Entries from a dataset
———

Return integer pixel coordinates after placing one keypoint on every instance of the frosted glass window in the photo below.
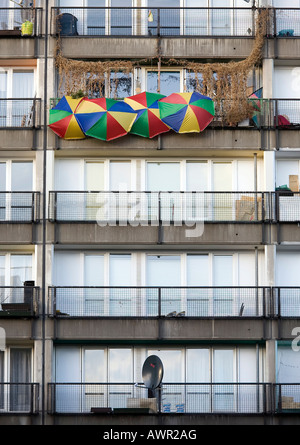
(169, 82)
(222, 270)
(198, 366)
(163, 270)
(163, 176)
(21, 176)
(223, 366)
(197, 270)
(2, 176)
(94, 176)
(94, 270)
(197, 176)
(120, 176)
(120, 365)
(94, 366)
(23, 82)
(2, 270)
(222, 176)
(21, 269)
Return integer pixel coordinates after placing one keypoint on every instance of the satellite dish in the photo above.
(152, 372)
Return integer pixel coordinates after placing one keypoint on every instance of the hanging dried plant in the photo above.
(225, 83)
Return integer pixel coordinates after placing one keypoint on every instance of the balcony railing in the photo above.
(19, 398)
(153, 208)
(20, 113)
(288, 397)
(201, 302)
(155, 22)
(19, 207)
(188, 398)
(19, 301)
(11, 20)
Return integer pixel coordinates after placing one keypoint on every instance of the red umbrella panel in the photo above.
(148, 123)
(62, 119)
(104, 118)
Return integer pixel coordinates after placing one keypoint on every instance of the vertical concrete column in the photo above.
(269, 171)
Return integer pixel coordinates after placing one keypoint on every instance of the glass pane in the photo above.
(94, 276)
(163, 176)
(2, 176)
(94, 366)
(197, 176)
(20, 269)
(169, 19)
(2, 271)
(94, 176)
(20, 372)
(120, 365)
(121, 20)
(164, 271)
(198, 366)
(3, 95)
(120, 85)
(95, 17)
(21, 176)
(120, 176)
(169, 82)
(198, 274)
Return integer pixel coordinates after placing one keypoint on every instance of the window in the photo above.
(16, 177)
(16, 90)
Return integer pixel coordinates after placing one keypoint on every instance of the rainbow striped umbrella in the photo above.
(104, 118)
(62, 119)
(186, 112)
(148, 123)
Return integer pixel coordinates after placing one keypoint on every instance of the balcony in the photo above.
(275, 125)
(19, 120)
(14, 43)
(157, 217)
(183, 32)
(172, 398)
(169, 302)
(19, 215)
(19, 301)
(19, 398)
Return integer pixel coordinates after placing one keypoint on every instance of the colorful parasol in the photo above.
(186, 112)
(62, 119)
(104, 118)
(148, 123)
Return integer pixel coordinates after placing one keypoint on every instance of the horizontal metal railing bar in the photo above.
(154, 301)
(22, 113)
(18, 398)
(167, 206)
(11, 19)
(19, 207)
(188, 398)
(19, 300)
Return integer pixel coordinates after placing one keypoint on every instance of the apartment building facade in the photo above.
(183, 246)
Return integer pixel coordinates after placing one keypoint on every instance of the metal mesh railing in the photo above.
(11, 20)
(287, 397)
(19, 300)
(287, 22)
(287, 301)
(170, 398)
(134, 208)
(19, 398)
(154, 22)
(202, 302)
(20, 113)
(19, 207)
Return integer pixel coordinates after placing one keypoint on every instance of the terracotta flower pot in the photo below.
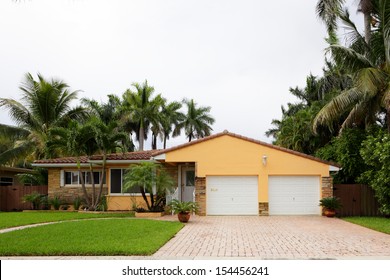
(183, 217)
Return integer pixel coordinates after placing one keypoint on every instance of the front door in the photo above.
(187, 183)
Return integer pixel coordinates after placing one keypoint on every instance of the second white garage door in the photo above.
(294, 195)
(232, 195)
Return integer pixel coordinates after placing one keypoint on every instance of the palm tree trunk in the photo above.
(93, 202)
(367, 27)
(84, 189)
(141, 137)
(102, 176)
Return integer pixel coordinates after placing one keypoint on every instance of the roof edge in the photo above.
(227, 133)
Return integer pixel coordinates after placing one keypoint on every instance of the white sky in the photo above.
(238, 56)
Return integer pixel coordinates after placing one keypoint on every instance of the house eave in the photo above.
(333, 168)
(59, 164)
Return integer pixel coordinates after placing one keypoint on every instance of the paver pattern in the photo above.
(274, 237)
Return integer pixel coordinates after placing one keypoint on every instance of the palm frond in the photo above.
(349, 59)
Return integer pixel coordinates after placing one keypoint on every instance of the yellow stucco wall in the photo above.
(228, 155)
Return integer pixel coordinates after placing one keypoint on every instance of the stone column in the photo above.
(327, 187)
(200, 195)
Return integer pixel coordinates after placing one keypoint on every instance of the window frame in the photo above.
(6, 182)
(121, 193)
(77, 183)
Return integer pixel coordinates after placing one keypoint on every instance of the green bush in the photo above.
(35, 198)
(330, 203)
(77, 203)
(56, 202)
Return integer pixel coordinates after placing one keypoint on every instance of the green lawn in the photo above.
(14, 219)
(103, 237)
(375, 223)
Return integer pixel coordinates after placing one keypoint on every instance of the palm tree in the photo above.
(109, 113)
(368, 99)
(152, 178)
(142, 109)
(329, 11)
(198, 121)
(44, 104)
(92, 137)
(171, 118)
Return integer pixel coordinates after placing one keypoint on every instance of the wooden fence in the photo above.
(11, 197)
(357, 200)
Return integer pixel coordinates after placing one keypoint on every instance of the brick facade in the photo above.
(326, 187)
(67, 194)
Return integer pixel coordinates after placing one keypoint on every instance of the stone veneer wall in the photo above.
(68, 194)
(327, 187)
(200, 195)
(263, 209)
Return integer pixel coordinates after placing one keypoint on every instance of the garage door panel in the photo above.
(232, 195)
(294, 195)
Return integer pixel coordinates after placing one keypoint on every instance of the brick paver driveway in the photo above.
(276, 237)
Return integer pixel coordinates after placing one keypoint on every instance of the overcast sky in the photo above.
(238, 56)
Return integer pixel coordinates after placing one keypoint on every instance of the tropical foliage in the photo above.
(376, 154)
(44, 104)
(150, 179)
(197, 122)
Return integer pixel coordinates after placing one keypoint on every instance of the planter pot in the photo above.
(329, 213)
(183, 217)
(148, 214)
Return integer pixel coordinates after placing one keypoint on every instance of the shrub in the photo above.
(35, 198)
(77, 203)
(56, 202)
(330, 203)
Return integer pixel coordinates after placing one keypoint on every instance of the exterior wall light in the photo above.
(264, 160)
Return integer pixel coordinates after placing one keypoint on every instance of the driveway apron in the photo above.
(274, 237)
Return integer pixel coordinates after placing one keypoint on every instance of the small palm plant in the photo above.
(330, 204)
(183, 209)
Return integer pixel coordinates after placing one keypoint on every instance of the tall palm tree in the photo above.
(198, 121)
(142, 109)
(171, 118)
(44, 104)
(329, 11)
(92, 137)
(369, 67)
(109, 113)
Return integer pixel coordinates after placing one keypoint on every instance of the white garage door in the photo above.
(294, 195)
(232, 195)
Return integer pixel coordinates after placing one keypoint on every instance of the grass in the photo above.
(14, 219)
(375, 223)
(103, 237)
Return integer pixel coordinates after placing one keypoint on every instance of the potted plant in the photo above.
(330, 205)
(183, 209)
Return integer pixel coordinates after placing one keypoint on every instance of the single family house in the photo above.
(226, 174)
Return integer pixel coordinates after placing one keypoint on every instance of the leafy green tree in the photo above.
(142, 109)
(376, 153)
(367, 101)
(109, 114)
(44, 104)
(197, 122)
(92, 137)
(344, 149)
(170, 120)
(152, 178)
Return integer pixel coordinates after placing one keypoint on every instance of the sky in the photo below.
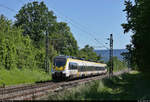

———

=== Given instruction ===
Find every line in the rows above that contains the word "paver" and copy each one. Case counts.

=== Output for this task ===
Return integer pixel coordinates after placing one keypoint on every instance of the paver pattern in the photo above.
Return integer pixel coordinates after placing one keypoint on every instance of the brick paver driveway in the photo above.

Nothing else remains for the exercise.